#### [Exercise]
Transcribe the lines of the listing below verbatim, from the line that contains "Identify the brown" through the line that contains "top-left (0, 103), bottom-right (500, 333)", including both of those lines.

━━━━━━━━

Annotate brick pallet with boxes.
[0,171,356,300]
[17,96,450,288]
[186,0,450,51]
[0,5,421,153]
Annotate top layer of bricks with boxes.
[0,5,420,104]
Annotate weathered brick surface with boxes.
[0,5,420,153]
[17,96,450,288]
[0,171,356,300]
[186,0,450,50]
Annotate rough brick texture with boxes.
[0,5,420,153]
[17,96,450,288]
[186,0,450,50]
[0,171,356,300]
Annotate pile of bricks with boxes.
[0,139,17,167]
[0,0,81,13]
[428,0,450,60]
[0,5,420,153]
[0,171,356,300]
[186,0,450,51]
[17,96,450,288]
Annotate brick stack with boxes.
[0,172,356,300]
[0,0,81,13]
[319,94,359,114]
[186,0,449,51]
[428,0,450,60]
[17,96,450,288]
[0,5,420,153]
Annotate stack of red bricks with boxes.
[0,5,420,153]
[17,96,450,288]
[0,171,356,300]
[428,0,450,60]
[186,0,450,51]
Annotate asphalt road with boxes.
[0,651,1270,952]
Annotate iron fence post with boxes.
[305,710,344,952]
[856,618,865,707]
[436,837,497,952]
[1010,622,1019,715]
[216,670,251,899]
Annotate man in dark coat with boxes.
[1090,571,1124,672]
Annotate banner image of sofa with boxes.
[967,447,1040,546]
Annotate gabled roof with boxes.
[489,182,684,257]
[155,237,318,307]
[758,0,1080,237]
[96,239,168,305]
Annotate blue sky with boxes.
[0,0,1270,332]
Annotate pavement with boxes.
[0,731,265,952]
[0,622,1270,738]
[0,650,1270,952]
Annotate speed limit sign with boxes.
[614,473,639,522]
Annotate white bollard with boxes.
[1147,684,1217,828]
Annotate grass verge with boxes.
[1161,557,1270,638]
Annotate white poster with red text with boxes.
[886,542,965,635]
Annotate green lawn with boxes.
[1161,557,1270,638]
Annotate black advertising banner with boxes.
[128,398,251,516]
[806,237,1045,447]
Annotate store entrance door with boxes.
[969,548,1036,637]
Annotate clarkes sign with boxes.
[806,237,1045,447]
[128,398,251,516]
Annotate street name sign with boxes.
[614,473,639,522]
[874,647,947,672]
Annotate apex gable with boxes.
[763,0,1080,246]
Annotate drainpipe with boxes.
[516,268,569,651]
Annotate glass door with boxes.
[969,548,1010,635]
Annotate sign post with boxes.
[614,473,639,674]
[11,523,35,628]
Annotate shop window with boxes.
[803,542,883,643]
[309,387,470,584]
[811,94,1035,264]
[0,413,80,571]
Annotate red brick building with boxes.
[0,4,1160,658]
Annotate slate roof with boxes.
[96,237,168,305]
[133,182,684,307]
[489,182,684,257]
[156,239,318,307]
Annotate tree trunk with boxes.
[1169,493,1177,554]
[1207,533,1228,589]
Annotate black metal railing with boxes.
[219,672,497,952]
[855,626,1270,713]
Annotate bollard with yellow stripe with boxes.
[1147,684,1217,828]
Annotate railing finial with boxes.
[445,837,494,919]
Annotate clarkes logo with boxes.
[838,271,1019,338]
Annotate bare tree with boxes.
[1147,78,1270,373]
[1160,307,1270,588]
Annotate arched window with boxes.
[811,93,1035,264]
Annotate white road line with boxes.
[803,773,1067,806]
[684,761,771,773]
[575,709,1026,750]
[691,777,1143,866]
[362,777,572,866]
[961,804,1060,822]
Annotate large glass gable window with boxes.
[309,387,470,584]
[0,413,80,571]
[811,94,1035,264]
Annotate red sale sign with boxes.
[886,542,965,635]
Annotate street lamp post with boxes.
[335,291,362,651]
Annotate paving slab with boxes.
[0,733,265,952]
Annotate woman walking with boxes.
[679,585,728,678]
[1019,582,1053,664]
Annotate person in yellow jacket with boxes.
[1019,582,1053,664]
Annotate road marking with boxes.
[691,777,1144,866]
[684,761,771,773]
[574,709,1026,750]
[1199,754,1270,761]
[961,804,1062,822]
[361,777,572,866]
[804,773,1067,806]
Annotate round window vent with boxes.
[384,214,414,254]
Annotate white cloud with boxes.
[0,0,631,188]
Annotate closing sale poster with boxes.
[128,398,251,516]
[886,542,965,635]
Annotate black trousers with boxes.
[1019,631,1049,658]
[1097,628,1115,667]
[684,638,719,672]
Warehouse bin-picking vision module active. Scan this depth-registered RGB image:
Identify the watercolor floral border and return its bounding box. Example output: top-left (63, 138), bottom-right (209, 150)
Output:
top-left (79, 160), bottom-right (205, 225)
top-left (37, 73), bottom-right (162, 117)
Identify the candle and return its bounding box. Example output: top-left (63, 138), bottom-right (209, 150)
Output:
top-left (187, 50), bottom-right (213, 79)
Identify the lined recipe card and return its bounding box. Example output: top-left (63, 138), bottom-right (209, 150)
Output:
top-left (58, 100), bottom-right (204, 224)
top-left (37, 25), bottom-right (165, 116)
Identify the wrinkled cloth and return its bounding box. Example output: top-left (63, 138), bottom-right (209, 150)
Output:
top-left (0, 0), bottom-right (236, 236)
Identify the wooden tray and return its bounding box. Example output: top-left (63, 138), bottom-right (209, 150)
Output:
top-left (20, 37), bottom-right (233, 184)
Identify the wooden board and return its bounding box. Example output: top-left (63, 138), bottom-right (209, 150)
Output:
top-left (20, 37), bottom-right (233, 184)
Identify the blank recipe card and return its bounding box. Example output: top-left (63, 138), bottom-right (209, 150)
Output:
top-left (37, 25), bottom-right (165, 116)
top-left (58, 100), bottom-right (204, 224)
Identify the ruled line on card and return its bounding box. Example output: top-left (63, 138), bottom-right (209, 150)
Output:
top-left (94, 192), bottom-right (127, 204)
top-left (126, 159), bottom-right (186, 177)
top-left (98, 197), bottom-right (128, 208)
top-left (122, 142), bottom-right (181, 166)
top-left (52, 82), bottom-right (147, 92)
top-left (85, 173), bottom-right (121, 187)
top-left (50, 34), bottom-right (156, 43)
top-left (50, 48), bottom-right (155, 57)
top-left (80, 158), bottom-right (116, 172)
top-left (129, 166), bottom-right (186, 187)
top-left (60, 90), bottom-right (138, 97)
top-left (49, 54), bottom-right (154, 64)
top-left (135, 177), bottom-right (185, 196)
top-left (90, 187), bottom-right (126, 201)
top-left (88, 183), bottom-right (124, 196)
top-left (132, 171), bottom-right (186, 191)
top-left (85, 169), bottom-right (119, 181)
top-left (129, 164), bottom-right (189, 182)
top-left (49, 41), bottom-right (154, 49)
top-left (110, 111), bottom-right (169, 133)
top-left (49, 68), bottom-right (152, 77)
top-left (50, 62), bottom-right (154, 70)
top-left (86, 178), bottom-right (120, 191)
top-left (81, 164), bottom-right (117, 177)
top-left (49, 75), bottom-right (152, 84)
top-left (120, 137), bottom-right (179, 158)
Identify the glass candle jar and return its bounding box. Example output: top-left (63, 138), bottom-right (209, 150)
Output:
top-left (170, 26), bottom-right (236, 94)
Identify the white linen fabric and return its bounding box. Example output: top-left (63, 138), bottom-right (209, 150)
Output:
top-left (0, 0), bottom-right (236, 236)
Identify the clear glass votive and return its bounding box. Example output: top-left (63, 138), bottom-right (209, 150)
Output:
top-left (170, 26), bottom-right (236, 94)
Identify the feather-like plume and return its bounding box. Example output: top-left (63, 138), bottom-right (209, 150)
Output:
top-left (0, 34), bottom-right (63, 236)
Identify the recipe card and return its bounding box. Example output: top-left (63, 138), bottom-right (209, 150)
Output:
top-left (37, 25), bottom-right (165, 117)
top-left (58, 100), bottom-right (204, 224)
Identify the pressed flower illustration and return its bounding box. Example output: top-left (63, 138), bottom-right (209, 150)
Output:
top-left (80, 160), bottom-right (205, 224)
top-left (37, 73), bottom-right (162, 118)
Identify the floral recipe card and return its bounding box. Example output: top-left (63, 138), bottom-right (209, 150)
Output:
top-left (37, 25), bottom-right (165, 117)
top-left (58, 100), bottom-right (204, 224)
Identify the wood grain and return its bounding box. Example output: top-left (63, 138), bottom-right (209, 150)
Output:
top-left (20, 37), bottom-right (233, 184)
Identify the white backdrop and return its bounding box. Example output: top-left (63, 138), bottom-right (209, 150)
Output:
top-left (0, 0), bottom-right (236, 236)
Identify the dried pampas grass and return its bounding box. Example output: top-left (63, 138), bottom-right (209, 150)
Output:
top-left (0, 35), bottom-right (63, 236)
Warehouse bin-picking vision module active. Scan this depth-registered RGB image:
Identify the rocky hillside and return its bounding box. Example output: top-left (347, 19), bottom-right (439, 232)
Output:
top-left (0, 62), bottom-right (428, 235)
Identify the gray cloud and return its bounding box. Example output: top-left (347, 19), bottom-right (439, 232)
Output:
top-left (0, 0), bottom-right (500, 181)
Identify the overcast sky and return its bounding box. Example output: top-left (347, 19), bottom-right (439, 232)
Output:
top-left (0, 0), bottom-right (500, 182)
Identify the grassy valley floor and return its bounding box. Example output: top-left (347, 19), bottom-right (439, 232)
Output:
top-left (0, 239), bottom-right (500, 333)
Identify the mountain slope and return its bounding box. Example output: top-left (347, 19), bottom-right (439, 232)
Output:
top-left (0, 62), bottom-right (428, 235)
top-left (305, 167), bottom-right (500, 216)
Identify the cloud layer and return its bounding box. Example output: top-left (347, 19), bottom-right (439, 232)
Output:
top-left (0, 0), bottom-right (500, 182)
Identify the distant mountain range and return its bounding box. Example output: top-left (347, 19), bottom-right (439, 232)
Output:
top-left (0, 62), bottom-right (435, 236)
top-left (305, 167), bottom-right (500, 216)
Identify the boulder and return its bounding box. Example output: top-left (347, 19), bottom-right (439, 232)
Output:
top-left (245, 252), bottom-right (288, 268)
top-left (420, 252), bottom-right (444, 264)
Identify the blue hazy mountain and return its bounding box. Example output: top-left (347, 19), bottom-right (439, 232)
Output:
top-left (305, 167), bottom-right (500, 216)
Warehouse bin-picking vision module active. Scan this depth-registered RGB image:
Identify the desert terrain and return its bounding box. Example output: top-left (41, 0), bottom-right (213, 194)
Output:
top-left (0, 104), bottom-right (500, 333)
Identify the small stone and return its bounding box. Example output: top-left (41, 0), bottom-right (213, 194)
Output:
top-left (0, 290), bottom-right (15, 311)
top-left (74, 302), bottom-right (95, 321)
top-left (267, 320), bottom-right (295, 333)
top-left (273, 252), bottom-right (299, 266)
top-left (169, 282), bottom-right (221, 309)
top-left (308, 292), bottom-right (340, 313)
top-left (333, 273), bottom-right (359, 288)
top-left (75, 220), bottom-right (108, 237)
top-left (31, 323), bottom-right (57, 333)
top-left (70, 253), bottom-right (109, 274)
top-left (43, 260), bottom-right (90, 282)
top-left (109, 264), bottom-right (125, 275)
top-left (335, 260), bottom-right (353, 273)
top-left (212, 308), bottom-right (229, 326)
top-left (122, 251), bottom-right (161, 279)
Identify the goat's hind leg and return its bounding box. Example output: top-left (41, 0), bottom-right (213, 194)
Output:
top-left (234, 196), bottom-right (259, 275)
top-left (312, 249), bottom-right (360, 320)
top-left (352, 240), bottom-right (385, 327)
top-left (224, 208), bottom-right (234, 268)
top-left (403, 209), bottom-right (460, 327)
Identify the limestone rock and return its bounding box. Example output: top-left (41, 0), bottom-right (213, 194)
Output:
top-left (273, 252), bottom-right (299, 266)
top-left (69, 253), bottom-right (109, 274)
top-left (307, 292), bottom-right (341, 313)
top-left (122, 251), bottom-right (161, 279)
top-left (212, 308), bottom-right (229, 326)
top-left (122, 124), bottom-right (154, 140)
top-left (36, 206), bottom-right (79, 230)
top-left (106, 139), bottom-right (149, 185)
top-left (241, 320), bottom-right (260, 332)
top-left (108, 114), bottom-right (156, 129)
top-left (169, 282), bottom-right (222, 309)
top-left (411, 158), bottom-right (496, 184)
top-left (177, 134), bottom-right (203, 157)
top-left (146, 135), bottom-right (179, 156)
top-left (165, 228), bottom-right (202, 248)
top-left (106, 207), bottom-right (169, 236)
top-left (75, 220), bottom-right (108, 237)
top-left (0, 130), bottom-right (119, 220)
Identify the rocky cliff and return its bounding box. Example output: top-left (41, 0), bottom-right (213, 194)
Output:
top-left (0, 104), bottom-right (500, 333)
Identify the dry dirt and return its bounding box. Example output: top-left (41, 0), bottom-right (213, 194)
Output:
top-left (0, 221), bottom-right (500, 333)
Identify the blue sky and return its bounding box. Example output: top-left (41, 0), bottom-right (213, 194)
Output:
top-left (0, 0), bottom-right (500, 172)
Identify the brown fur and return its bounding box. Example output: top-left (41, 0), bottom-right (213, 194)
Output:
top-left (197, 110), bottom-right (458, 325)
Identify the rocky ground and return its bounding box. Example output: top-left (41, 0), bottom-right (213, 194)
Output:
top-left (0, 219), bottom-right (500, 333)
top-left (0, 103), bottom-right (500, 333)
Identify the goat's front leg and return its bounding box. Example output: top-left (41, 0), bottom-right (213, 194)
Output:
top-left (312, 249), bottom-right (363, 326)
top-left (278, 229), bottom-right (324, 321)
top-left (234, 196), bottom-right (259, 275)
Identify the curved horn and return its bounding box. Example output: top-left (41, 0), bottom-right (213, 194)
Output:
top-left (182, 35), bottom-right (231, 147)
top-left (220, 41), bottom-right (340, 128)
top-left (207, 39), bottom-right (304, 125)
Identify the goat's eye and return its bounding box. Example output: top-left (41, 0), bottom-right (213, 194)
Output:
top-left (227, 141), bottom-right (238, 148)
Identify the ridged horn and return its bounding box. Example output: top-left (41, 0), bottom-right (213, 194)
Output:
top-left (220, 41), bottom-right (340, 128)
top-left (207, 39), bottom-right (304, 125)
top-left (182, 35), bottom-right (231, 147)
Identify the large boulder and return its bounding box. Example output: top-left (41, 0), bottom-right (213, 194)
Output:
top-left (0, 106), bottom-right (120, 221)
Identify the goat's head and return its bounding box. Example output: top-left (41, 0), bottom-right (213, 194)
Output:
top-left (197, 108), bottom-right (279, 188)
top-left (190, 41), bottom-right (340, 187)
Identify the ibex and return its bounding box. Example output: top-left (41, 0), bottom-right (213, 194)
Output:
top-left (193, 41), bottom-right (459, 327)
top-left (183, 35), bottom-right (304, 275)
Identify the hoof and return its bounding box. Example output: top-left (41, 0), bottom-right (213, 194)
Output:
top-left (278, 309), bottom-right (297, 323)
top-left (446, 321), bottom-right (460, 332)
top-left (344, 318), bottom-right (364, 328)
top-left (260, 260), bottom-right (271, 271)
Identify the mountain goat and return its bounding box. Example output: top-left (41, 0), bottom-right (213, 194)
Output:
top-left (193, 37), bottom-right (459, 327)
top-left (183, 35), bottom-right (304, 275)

━━━━━━━━

#### [Reply to the exercise]
Identify the brown fur and return its bounding box. Example output: top-left (41, 0), bottom-right (213, 194)
Output:
top-left (197, 110), bottom-right (458, 325)
Identify the rocky ground and return its bounding box. Example output: top-left (41, 0), bottom-right (213, 194)
Output:
top-left (0, 219), bottom-right (500, 333)
top-left (0, 103), bottom-right (500, 333)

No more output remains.